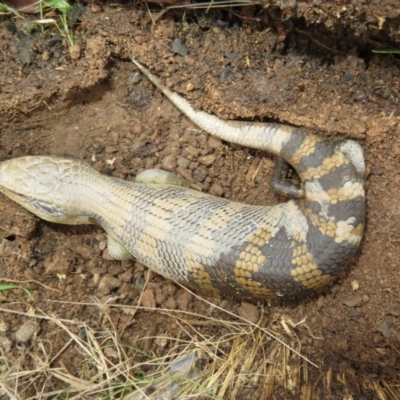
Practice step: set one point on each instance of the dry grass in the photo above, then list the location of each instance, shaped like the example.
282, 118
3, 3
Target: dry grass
262, 360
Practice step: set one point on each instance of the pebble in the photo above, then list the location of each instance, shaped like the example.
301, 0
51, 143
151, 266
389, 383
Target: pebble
109, 283
169, 163
160, 295
126, 276
189, 150
170, 304
59, 264
183, 162
387, 329
184, 173
249, 312
208, 159
352, 301
148, 299
85, 251
216, 190
178, 47
183, 299
115, 269
5, 344
214, 142
200, 174
98, 147
26, 331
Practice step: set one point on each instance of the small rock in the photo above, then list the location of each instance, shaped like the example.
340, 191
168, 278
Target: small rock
160, 295
178, 47
59, 264
352, 301
75, 52
126, 276
216, 190
355, 314
5, 345
191, 151
85, 251
249, 312
200, 174
161, 341
320, 302
183, 299
3, 327
169, 163
183, 162
387, 329
214, 142
184, 173
208, 160
170, 304
109, 283
26, 331
148, 299
98, 147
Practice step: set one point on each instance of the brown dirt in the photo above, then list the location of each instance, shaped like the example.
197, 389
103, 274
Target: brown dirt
255, 67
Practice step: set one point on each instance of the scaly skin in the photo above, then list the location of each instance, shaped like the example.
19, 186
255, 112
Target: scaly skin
197, 239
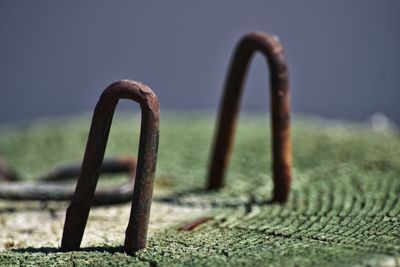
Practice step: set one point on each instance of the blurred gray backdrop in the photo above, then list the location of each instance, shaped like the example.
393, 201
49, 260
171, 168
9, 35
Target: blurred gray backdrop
57, 56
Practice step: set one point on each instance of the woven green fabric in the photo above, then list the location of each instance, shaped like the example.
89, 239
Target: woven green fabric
344, 207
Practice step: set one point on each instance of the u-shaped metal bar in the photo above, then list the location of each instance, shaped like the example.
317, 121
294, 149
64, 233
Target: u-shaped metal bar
280, 103
78, 211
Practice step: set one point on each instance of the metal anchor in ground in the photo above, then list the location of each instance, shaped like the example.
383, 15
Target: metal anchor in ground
46, 188
78, 211
280, 103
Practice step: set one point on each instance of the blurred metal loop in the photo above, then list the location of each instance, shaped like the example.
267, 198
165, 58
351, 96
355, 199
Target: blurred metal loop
280, 102
78, 211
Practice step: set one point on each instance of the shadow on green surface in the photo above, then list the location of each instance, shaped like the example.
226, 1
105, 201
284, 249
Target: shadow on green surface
48, 250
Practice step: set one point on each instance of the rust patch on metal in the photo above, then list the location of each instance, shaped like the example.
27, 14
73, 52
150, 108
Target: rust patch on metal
280, 104
78, 211
46, 188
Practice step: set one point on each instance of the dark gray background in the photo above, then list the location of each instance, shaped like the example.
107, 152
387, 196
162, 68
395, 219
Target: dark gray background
57, 56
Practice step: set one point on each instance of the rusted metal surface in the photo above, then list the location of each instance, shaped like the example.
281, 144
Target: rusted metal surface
78, 211
280, 103
190, 226
45, 188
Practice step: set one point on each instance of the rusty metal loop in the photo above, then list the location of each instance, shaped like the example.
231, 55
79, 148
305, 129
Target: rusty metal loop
78, 211
280, 103
46, 188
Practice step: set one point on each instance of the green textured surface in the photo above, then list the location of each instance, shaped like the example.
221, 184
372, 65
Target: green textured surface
344, 207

DO THIS — Reproduce word for word the lines of the rows that start with the line containing "Practice step: set one point on each instance of the metal" and go on through the end of the rows.

FINISHED EXERCISE —
Practice step: set one point on each instance of the metal anchor in ground in the photo above, then list the location of each instance, shaped like the example.
383, 15
Target: metal anchor in ground
46, 188
78, 211
280, 103
Practice step: set one point on each instance of the blurred metal loop in the photo above, then list the location of each instance, shaped like the example.
267, 198
165, 58
351, 96
355, 199
Target: blurred metal loop
280, 102
78, 211
Practice step: set one point on each instance of the shadow on green surface in the photo above, then list the location of each instance, shaped like the example.
226, 1
105, 201
284, 249
Target: shadow on green surface
48, 250
Practice step: set one point on each instance of the rust patch on metal in the photo above, then list the location of each instance, shaped like the example.
27, 14
73, 52
150, 108
Target: rust patch on metal
280, 104
78, 211
46, 188
Practice step: set one point on each instance of the dark gray background in the photo above, then list the location of each instance, shaped like the example.
107, 152
387, 196
162, 68
395, 219
Target: dark gray background
57, 56
Practice step: set one point on each instance of the rusted metal surface in the photo above, then list the location of each instance, shaped like the example.
281, 144
Target: rusted metal surface
78, 211
280, 103
190, 226
45, 188
Practice step: set one point on each instance of the rusty metal loop in the photo above, then list the location of each instance, shaped like the example.
231, 55
79, 148
305, 129
Target: rusty metal loop
78, 211
280, 103
46, 188
Practice step: set one point on each instance of the green textured surface in the photo above, then list the location of each instance, shaped like the example.
221, 184
372, 65
Target: green textured surface
344, 207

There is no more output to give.